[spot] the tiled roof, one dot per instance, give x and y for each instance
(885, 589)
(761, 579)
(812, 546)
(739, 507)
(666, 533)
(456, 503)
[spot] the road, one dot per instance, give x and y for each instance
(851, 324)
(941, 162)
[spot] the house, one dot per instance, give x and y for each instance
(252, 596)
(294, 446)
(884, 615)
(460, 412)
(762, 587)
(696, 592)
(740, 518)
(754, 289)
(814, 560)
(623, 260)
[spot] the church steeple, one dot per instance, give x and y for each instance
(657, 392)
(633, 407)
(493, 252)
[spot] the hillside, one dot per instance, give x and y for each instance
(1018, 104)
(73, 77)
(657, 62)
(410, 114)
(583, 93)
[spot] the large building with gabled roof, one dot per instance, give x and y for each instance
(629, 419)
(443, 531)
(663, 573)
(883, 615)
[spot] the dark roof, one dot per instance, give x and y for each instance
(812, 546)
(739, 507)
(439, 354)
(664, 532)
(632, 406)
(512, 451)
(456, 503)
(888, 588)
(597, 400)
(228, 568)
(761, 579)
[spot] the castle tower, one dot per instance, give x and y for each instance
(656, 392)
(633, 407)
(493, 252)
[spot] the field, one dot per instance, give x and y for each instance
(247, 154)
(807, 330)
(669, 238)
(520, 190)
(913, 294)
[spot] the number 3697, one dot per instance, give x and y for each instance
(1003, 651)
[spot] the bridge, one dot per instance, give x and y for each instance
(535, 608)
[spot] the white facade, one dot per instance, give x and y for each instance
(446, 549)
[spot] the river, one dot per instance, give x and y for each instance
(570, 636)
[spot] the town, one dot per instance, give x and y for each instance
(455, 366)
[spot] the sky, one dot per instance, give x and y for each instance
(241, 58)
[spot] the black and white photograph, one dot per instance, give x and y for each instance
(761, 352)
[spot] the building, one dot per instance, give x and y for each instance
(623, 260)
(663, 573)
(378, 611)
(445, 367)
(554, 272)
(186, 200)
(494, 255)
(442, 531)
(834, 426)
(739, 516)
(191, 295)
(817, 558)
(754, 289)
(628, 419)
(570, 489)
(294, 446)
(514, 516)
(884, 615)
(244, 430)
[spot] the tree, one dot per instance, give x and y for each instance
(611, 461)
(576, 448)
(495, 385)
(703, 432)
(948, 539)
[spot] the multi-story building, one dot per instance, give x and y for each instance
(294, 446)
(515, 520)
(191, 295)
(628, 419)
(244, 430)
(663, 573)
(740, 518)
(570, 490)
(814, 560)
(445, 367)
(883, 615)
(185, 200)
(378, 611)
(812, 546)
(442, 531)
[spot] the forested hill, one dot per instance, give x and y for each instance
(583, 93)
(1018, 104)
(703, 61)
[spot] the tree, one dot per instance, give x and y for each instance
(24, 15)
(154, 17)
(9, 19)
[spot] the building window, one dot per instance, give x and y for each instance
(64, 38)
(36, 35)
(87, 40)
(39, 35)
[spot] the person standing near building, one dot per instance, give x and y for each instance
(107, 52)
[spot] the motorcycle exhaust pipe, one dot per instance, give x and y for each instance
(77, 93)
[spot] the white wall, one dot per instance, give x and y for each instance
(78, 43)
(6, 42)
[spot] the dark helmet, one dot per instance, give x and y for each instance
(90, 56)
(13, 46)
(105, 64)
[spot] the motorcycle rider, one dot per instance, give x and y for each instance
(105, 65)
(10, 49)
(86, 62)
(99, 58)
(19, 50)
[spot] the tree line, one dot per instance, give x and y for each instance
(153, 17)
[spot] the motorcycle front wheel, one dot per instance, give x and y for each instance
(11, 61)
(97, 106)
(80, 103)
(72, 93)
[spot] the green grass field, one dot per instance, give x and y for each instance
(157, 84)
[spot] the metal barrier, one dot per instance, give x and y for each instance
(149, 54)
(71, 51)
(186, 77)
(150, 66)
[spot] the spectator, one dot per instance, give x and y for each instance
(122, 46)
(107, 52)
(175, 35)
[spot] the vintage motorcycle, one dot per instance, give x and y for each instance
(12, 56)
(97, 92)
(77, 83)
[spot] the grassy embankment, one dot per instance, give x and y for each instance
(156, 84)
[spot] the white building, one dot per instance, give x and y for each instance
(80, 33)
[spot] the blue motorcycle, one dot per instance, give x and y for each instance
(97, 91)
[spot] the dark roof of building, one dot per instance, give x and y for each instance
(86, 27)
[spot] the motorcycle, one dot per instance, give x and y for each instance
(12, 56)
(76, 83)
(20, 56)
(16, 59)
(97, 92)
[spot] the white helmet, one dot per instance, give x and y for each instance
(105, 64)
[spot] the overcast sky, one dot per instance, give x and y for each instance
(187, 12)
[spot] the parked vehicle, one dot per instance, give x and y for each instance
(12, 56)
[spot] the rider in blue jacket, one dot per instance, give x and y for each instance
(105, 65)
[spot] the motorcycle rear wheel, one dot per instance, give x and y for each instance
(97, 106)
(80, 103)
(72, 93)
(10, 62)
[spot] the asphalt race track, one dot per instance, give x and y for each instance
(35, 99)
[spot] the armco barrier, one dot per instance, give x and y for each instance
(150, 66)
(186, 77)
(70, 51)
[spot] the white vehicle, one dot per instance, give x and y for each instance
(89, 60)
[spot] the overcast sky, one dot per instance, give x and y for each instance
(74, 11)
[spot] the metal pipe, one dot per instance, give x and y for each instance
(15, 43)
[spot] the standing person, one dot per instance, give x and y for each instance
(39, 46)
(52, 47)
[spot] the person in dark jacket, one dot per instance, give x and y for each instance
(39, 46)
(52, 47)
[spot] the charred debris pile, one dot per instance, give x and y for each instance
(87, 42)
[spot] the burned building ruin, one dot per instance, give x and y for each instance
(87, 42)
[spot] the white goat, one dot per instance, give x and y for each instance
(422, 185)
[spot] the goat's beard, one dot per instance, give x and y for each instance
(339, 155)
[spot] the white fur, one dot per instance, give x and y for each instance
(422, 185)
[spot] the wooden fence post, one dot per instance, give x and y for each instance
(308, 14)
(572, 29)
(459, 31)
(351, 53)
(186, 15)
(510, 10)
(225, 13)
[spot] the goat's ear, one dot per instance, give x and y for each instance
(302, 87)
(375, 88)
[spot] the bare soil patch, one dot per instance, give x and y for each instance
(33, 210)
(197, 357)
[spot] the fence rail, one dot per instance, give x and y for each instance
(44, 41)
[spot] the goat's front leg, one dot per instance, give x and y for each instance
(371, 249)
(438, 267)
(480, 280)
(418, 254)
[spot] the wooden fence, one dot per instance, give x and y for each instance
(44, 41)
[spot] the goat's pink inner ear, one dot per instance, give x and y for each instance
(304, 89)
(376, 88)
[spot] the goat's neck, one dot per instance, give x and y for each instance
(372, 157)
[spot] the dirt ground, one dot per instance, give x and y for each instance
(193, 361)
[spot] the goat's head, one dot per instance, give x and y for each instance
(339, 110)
══════════
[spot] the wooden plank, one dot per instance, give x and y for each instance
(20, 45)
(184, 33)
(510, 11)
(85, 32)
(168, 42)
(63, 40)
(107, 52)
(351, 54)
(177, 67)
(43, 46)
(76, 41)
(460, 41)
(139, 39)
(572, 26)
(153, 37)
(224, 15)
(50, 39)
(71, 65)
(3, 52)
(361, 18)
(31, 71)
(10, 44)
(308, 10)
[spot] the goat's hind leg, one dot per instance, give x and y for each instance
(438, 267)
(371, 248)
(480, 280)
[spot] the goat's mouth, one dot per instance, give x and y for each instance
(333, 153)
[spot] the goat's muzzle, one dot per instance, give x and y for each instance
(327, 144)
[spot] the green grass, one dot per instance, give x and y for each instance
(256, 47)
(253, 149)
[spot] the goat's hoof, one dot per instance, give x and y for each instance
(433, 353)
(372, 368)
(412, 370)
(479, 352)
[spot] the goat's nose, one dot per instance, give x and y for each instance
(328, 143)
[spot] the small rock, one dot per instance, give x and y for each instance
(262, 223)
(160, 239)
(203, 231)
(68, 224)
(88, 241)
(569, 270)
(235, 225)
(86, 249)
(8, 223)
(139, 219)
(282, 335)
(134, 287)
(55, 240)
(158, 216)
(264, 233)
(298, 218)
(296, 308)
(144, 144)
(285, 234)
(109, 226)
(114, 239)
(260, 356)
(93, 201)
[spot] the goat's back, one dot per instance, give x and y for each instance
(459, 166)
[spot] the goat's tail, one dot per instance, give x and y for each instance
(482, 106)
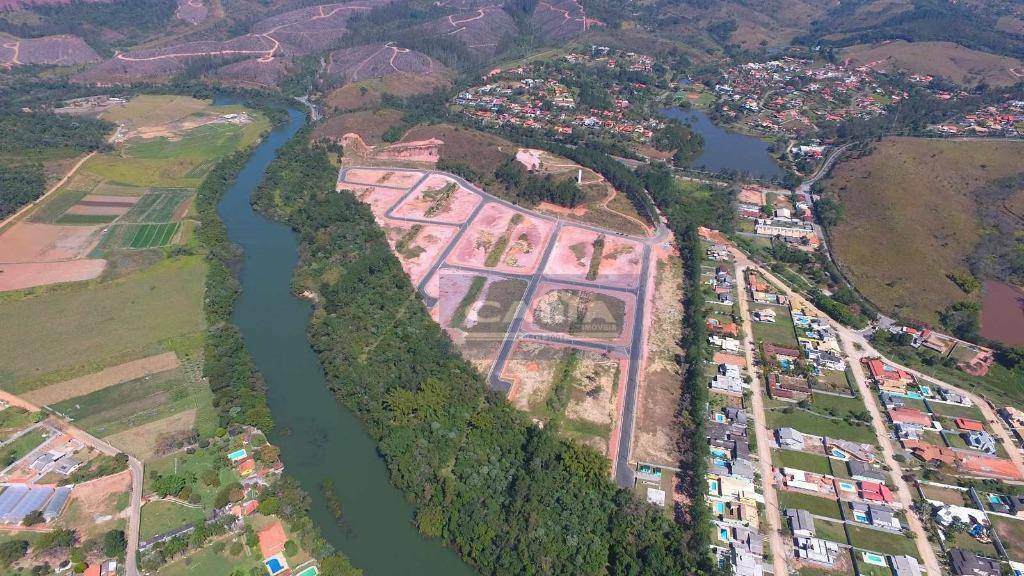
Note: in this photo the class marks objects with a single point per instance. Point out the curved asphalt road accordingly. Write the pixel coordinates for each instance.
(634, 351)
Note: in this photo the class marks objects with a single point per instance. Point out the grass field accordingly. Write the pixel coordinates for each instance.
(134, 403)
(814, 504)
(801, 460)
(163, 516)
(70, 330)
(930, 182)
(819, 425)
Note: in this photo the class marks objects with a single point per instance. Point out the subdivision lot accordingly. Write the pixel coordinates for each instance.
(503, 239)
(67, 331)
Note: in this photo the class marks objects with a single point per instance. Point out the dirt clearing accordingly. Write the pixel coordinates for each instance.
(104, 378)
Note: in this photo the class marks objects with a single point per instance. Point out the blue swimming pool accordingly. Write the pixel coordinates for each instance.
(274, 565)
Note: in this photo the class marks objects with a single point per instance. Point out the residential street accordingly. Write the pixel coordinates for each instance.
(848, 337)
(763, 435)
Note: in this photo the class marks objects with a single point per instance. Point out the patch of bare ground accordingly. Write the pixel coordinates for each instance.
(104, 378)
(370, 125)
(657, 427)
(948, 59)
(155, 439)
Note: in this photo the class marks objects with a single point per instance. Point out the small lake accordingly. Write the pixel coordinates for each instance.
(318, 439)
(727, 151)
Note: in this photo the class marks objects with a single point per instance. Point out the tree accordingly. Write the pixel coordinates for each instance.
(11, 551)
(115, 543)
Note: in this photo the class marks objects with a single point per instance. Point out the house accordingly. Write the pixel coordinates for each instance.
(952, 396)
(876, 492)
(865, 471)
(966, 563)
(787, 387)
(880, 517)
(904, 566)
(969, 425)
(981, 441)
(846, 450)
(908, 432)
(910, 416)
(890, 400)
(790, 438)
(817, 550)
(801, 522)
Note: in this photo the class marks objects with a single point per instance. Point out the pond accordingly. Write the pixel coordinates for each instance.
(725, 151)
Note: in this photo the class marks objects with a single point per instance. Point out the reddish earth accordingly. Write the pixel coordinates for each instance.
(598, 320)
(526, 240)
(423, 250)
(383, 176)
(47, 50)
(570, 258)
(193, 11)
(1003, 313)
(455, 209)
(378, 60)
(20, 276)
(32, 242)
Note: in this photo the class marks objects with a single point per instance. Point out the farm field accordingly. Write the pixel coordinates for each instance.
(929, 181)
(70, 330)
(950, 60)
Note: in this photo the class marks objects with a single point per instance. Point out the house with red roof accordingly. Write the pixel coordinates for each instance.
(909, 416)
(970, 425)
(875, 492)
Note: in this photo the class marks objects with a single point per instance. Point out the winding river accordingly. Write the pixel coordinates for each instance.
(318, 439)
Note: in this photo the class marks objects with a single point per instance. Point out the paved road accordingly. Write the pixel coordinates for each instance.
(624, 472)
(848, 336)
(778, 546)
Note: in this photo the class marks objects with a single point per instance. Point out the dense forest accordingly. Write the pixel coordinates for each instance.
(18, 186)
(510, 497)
══════════
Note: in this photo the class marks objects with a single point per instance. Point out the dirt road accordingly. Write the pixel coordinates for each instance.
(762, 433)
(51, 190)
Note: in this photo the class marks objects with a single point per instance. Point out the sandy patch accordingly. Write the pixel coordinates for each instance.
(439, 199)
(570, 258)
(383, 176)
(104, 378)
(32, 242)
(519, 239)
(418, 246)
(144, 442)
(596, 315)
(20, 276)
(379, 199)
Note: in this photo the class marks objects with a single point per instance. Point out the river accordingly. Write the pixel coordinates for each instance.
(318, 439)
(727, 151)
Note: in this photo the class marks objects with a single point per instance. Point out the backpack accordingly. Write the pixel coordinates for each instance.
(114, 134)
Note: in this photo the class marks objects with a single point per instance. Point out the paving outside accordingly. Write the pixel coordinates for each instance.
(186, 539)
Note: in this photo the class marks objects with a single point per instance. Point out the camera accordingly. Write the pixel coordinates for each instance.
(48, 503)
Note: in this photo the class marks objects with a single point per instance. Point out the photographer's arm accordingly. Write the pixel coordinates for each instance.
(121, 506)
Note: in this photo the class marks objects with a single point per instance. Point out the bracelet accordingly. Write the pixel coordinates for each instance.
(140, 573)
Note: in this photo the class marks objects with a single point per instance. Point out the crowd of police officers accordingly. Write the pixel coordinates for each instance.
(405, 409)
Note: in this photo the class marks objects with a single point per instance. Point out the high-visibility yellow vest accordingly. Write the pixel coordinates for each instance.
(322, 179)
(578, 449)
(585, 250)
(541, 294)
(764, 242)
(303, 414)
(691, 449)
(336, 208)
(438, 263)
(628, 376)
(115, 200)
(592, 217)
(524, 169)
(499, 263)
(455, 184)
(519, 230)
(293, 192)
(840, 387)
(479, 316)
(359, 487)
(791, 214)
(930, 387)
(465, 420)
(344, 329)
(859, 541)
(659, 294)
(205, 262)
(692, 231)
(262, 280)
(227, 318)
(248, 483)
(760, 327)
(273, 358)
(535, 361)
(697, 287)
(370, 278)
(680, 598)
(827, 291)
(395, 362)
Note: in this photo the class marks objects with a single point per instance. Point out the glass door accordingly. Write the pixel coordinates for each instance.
══════════
* [EXERCISE PROMPT] Reproduce verbatim the stretch of rows above, from the line containing "out the crowd" through the line containing "out the glass", including both of those lines.

* [WRITTEN SOLUTION]
Note: in this photo the class marks objects with a single point per instance. Point out the crowd of police officers accordingly. Write the pixel coordinates for each instance.
(405, 409)
Note: in this photo the class marks objects with a single point per instance. Point out the high-visibility yellow vest accordingly. Write the pixel coordinates for each instance.
(322, 179)
(578, 449)
(585, 250)
(541, 294)
(764, 242)
(303, 414)
(691, 449)
(336, 208)
(438, 263)
(628, 376)
(115, 200)
(592, 217)
(524, 169)
(499, 263)
(455, 184)
(519, 230)
(293, 192)
(840, 387)
(479, 316)
(359, 487)
(791, 214)
(930, 387)
(465, 420)
(344, 329)
(859, 541)
(659, 294)
(205, 262)
(692, 231)
(262, 280)
(227, 318)
(248, 483)
(760, 327)
(273, 358)
(535, 361)
(697, 287)
(370, 278)
(680, 598)
(827, 291)
(395, 362)
Note: in this photo the class marks objects with a single point per instance. Point out the glass door accordingly. Write the pixel coordinates for each instance.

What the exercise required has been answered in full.